- _Listed records_:
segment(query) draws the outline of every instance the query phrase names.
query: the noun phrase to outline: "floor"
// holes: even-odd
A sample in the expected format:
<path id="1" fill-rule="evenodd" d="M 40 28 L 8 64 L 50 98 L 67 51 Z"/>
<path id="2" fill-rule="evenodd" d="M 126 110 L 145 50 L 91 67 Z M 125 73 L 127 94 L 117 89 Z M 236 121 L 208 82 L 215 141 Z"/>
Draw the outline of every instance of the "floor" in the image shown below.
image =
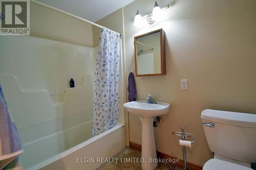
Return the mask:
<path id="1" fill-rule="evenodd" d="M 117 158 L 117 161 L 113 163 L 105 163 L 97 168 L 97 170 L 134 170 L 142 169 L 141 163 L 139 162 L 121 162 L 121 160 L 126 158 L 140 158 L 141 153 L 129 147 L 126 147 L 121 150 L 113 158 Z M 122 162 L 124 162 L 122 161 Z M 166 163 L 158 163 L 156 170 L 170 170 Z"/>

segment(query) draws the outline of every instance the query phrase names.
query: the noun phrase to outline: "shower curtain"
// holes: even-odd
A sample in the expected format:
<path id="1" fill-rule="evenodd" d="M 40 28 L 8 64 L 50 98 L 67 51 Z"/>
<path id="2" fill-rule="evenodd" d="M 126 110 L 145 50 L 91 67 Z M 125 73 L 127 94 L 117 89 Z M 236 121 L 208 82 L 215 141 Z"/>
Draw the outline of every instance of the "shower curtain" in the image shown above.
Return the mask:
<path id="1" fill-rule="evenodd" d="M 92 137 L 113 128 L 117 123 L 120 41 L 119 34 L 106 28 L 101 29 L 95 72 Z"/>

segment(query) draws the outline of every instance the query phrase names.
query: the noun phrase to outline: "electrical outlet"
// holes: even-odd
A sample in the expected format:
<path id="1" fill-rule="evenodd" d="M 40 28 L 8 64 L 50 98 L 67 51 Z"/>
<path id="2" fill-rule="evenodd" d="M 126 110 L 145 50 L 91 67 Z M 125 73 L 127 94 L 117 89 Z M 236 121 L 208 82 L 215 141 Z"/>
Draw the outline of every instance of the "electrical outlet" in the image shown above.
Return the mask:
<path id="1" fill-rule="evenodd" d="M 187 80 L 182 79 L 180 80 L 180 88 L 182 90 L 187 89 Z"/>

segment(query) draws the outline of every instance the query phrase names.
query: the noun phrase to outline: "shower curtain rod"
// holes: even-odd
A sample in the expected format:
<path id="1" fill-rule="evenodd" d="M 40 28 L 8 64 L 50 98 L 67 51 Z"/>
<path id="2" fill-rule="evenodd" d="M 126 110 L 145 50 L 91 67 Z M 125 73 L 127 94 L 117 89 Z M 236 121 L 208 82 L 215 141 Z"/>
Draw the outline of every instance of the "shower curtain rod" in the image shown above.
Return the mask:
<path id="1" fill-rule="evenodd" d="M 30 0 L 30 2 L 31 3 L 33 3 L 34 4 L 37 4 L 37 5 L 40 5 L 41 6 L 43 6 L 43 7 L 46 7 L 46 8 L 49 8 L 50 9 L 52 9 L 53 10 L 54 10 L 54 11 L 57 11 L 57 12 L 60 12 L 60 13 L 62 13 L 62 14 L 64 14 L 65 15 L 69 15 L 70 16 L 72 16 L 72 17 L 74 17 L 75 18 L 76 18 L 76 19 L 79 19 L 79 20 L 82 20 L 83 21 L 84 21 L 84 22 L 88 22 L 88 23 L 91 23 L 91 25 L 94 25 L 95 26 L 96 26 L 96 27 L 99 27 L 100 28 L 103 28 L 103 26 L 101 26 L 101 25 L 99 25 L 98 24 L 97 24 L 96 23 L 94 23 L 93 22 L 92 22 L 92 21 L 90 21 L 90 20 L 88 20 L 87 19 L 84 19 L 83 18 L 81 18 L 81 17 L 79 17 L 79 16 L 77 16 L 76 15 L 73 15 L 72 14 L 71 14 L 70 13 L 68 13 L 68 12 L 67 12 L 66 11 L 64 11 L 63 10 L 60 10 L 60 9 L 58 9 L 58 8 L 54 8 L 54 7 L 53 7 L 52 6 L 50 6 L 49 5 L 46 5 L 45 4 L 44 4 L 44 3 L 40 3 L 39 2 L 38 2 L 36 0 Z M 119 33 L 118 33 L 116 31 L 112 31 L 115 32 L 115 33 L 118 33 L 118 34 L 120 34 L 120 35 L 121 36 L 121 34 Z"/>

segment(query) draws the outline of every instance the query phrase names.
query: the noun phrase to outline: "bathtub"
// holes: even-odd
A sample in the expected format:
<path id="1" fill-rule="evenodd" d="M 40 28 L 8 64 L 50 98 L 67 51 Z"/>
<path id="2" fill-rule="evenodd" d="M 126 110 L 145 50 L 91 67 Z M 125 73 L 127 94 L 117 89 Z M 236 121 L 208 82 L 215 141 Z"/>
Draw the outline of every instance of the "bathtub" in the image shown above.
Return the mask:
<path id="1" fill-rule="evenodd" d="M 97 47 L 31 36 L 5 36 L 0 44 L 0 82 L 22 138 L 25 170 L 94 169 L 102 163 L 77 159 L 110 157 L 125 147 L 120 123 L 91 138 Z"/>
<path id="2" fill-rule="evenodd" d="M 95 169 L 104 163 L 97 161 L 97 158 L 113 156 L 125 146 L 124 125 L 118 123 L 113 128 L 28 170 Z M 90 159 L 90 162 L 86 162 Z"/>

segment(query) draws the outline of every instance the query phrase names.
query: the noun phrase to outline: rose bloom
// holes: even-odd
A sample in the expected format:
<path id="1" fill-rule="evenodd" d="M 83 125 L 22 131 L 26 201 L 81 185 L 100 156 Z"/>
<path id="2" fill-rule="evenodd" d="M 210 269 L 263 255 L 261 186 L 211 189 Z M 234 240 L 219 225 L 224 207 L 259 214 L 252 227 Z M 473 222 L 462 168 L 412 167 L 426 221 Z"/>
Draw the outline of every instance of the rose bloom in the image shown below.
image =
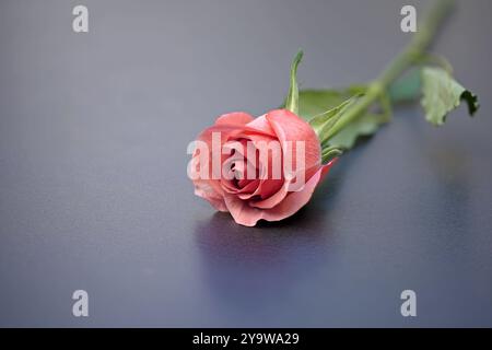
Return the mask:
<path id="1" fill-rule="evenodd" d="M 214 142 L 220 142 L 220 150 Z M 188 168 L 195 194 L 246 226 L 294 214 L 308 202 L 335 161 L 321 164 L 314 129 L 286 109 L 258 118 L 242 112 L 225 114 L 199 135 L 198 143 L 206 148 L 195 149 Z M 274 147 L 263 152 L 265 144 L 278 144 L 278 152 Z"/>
...
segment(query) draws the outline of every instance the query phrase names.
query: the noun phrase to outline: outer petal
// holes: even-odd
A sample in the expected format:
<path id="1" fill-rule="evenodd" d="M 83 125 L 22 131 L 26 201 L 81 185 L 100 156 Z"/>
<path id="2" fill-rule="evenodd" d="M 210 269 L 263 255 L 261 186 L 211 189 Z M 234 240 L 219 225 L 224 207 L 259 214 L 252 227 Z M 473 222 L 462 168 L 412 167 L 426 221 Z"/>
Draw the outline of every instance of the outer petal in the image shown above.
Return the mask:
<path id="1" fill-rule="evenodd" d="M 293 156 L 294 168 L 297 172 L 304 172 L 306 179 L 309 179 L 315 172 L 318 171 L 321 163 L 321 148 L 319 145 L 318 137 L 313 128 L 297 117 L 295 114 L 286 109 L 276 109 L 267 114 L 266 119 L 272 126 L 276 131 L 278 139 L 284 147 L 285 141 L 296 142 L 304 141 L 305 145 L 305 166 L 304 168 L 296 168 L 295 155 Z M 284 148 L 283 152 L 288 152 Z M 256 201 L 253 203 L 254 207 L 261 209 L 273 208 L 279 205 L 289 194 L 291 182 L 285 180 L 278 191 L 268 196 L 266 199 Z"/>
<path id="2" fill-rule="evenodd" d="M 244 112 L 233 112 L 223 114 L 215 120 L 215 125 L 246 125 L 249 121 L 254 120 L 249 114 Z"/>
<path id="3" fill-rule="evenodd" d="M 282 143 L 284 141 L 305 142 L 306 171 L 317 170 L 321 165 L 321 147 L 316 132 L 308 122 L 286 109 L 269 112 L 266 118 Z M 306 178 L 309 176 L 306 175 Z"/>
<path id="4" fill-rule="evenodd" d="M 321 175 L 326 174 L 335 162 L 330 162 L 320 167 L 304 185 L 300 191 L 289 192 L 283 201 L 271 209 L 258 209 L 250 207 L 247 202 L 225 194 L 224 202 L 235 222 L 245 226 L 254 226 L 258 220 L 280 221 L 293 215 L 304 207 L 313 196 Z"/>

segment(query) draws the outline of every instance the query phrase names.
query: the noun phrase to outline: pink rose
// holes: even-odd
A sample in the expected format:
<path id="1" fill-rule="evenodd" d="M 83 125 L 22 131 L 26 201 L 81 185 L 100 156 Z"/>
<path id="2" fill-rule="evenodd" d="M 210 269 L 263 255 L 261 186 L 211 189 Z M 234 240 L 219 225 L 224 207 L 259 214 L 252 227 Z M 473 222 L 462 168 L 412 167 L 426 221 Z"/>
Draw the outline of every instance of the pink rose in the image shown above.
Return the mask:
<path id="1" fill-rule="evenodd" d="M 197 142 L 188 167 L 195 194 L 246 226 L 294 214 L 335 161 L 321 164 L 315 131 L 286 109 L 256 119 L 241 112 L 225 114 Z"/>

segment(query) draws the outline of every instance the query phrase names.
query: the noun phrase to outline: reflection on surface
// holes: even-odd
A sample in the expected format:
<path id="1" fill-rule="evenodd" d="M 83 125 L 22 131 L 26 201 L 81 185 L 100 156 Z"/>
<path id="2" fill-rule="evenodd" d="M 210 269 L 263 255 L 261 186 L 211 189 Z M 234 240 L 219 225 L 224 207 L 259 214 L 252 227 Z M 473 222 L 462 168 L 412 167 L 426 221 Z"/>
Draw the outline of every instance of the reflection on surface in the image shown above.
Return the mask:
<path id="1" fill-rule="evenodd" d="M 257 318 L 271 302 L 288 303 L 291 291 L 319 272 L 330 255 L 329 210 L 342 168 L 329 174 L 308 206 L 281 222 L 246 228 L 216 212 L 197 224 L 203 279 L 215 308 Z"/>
...
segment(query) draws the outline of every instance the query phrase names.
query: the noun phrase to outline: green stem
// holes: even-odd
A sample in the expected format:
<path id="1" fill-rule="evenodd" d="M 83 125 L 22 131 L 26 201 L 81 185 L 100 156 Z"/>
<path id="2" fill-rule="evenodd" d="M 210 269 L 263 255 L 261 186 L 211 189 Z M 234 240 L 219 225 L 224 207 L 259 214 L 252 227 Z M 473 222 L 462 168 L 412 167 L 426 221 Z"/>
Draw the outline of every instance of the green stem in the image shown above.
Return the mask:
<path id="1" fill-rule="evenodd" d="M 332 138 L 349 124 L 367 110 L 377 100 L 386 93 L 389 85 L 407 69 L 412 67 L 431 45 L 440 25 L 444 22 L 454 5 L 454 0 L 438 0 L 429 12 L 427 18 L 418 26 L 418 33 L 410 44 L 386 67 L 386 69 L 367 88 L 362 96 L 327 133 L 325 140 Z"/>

- _Brief_:
Gather every line above that contains the string "shower", matching its case, and copy each of those lines out in full.

- _Exercise answer_:
query: the noun phrase to outline: "shower curtain"
Draw the outline of every instance of the "shower curtain" in the image shown above.
query: the noun phrase to outline: "shower curtain rod"
Draw the outline of every instance of the "shower curtain rod" in the image shown above.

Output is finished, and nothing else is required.